2) X=(10~20)*M (you have somewhere between 10-20 Ms in your stack) It’s still not bad, however, your options are starting to narrow down. This is the stage that will spur most rookies into doing something stupid. That’s because you can no longer afford to play defensively, you need to win something fast. Most mistakes occur under pressure, so you’d better be very sharp when looking for a way out of this situation.
Loosen up, give yourself more chances, but keep an eye on your implied odds, especially those that come with low pairs.
3) X=(6~10)*M (you have between 6-10 Ms left in your X)
This is where things are staring to get uncomfortable. You see, with just 6Ms left in your stack, you shall begin to feel the domination of the larger stacks around the table. No longer will you be able to scare anyone into folding his hand, simply because – at this stage – the cookie monster looks about 10 times more intimidating than you. Forget about coming over the top against a re-raise.

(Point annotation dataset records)

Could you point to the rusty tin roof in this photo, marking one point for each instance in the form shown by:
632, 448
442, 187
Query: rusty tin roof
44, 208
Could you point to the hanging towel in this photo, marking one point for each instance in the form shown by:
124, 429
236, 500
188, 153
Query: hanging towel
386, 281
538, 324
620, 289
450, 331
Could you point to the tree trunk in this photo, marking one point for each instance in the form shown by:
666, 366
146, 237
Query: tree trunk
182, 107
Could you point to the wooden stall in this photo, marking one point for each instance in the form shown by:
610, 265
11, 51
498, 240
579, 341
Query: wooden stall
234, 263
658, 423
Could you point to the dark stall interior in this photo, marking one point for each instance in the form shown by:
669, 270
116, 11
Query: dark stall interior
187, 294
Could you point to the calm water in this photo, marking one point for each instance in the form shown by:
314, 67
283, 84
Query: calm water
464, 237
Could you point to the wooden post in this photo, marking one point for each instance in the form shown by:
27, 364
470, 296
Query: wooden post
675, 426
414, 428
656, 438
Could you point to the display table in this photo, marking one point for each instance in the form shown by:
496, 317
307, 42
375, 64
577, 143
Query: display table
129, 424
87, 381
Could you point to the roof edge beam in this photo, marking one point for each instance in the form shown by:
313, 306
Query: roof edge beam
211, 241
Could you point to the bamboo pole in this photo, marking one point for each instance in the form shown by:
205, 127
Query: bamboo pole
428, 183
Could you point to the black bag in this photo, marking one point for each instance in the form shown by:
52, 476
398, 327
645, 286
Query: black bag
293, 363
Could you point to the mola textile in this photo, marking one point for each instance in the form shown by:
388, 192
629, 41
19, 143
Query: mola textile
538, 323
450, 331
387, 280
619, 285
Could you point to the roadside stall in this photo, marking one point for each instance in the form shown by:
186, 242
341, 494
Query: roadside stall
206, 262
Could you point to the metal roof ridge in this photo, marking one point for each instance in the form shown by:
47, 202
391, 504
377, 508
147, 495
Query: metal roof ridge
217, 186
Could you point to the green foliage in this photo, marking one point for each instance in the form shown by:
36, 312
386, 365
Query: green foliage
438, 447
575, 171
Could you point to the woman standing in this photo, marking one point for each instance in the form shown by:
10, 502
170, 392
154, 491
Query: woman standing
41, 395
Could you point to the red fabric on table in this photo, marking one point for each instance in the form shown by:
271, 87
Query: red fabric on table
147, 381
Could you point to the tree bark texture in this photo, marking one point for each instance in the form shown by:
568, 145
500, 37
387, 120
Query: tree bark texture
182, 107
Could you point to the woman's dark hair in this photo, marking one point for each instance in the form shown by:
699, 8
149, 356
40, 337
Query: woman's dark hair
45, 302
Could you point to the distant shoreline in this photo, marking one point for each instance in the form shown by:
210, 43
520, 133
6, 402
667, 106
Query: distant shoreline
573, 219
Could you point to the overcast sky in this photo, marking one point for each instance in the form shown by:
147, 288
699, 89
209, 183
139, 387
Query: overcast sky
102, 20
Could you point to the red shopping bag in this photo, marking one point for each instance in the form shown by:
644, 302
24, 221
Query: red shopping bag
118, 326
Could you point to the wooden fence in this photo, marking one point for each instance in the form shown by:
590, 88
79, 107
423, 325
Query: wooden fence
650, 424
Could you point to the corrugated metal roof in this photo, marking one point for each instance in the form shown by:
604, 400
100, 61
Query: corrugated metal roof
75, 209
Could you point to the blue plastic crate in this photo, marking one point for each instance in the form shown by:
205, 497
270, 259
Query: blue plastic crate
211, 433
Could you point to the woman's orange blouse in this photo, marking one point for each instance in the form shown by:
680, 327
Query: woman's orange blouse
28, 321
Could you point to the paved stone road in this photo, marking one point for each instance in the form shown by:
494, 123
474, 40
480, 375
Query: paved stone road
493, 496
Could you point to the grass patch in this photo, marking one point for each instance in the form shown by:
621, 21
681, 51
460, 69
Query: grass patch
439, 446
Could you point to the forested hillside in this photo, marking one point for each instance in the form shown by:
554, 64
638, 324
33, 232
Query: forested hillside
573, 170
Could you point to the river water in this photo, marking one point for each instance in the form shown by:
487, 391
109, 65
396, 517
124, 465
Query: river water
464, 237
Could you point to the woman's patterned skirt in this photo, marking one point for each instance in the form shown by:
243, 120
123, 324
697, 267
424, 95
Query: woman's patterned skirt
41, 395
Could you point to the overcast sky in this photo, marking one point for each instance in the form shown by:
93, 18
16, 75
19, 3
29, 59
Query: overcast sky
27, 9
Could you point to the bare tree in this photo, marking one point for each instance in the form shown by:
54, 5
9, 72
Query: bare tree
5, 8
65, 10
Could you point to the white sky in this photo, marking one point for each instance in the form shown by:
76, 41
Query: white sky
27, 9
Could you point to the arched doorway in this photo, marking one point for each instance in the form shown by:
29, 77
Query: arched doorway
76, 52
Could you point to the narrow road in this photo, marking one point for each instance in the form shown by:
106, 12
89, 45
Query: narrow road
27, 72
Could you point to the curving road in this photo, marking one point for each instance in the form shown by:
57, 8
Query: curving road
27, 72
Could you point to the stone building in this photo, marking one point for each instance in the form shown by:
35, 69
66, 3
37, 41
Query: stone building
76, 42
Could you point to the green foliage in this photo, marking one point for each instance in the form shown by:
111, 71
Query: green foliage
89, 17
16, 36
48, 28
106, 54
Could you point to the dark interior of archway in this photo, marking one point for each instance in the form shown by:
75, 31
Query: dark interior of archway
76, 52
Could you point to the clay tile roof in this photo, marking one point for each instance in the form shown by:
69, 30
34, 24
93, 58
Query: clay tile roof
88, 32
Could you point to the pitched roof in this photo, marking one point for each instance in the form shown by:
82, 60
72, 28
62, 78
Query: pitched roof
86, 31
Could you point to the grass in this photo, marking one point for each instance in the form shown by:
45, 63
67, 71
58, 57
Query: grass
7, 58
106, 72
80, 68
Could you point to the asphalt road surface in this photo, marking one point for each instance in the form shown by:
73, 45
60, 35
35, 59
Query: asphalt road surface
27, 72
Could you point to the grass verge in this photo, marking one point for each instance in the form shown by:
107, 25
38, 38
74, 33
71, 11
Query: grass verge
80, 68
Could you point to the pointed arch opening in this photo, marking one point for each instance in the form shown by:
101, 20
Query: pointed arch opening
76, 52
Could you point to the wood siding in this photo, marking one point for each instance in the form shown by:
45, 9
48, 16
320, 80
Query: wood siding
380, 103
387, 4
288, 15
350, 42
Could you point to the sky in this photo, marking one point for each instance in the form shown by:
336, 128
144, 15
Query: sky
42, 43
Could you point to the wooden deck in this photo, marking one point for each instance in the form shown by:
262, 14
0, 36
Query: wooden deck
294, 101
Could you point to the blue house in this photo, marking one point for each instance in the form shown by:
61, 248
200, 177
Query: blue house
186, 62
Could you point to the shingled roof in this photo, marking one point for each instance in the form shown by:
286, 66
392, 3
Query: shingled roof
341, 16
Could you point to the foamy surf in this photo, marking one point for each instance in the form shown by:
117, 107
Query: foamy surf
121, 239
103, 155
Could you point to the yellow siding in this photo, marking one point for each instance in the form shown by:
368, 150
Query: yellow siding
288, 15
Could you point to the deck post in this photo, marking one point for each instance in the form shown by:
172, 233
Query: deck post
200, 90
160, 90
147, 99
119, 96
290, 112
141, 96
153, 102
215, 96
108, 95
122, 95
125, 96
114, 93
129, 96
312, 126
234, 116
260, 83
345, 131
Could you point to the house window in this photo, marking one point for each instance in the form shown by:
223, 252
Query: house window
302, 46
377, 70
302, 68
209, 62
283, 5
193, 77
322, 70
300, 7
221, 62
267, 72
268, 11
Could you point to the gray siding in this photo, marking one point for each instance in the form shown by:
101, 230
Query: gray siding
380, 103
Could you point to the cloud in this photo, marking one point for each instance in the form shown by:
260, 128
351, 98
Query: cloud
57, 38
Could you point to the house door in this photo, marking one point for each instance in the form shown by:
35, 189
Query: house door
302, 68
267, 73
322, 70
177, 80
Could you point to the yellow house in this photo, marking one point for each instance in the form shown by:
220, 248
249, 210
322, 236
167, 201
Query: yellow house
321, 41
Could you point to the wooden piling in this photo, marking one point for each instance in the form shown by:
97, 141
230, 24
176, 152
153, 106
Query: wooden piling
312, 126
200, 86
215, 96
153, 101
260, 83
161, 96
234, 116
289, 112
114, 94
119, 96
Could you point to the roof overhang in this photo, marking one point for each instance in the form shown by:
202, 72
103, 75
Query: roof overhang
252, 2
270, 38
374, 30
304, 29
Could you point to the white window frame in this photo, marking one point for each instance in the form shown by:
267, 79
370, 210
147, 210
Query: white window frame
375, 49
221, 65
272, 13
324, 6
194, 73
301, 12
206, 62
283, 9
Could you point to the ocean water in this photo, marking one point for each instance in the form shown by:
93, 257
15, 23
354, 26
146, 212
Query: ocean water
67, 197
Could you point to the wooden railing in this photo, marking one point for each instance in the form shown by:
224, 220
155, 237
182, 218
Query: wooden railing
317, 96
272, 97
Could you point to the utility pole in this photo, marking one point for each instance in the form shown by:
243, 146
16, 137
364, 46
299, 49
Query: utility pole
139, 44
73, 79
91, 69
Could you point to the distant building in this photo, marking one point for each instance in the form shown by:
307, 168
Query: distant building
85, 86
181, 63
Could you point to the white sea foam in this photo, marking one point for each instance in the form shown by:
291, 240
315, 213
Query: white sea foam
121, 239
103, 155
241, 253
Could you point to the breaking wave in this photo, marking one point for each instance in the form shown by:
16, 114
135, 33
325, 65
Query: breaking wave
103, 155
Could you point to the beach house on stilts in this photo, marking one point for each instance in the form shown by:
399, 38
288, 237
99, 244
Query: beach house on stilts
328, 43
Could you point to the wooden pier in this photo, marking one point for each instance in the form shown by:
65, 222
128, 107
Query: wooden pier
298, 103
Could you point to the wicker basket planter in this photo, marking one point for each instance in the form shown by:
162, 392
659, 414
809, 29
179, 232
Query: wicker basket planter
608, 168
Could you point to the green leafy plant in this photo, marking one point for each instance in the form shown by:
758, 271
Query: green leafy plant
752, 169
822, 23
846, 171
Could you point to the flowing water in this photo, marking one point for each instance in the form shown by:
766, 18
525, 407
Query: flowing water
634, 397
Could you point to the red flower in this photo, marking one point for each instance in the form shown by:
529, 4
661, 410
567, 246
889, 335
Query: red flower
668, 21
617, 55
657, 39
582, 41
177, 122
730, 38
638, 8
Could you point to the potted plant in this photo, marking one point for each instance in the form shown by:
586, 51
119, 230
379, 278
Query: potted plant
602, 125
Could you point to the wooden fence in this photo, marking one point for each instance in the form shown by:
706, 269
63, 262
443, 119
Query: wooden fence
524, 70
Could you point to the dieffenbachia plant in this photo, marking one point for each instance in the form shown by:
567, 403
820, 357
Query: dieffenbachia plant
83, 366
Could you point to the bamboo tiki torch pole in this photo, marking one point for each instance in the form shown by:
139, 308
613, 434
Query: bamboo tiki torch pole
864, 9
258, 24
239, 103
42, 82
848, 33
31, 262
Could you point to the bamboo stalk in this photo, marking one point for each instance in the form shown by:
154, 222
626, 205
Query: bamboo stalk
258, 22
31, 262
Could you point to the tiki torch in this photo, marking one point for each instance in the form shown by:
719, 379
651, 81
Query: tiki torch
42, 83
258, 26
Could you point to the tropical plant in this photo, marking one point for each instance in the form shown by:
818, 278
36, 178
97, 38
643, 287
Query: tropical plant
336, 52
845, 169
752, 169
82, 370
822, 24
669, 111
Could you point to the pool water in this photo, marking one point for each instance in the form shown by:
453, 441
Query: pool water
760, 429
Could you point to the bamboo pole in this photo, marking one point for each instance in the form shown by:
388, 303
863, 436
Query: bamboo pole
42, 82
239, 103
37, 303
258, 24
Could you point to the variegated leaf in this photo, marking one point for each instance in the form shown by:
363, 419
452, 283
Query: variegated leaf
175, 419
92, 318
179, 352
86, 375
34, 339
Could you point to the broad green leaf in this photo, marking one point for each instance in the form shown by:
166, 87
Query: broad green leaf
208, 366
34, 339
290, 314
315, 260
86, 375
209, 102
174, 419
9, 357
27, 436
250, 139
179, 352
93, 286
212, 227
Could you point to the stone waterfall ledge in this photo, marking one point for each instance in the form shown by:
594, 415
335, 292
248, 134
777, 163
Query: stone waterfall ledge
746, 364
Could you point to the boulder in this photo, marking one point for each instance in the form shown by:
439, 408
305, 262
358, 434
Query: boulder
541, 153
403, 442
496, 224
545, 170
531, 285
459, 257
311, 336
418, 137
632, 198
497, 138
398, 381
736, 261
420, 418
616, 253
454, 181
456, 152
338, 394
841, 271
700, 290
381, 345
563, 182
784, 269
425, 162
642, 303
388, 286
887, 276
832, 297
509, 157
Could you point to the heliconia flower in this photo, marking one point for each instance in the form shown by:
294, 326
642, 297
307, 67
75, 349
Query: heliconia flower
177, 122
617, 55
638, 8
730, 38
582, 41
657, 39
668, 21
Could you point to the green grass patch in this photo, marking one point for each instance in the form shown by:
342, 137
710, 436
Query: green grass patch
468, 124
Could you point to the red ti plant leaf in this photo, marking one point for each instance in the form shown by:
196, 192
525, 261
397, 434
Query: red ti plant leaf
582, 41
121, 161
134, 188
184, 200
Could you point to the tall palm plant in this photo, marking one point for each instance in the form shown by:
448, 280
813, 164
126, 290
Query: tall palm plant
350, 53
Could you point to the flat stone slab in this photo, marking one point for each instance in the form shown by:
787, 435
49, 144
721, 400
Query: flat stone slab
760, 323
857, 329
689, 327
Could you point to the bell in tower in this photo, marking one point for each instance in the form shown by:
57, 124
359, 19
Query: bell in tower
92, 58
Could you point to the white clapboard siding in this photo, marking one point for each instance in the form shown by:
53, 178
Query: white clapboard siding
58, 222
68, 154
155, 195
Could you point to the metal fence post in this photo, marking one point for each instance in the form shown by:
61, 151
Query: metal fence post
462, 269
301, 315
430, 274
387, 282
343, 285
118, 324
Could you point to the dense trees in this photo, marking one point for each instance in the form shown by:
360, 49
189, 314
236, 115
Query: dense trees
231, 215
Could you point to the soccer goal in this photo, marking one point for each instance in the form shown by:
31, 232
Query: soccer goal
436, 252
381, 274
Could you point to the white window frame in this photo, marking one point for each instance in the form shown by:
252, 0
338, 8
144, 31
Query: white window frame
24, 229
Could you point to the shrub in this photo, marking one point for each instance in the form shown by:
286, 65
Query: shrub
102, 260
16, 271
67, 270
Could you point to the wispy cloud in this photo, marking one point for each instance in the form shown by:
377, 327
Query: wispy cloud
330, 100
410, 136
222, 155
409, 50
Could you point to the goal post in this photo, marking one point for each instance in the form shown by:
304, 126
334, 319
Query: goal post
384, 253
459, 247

Tasks:
1. In the stack-size text, what should a player with about 6 Ms left stop trying against a re-raise?
2. Output the part of the stack-size text that opens with the words containing "This is where" and closes with "against a re-raise.".
This material stands apart from the stack-size text.

Outputs by task:
1. Coming over the top against a re-raise.

2.
This is where things are staring to get uncomfortable. You see, with just 6Ms left in your stack, you shall begin to feel the domination of the larger stacks around the table. No longer will you be able to scare anyone into folding his hand, simply because – at this stage – the cookie monster looks about 10 times more intimidating than you. Forget about coming over the top against a re-raise.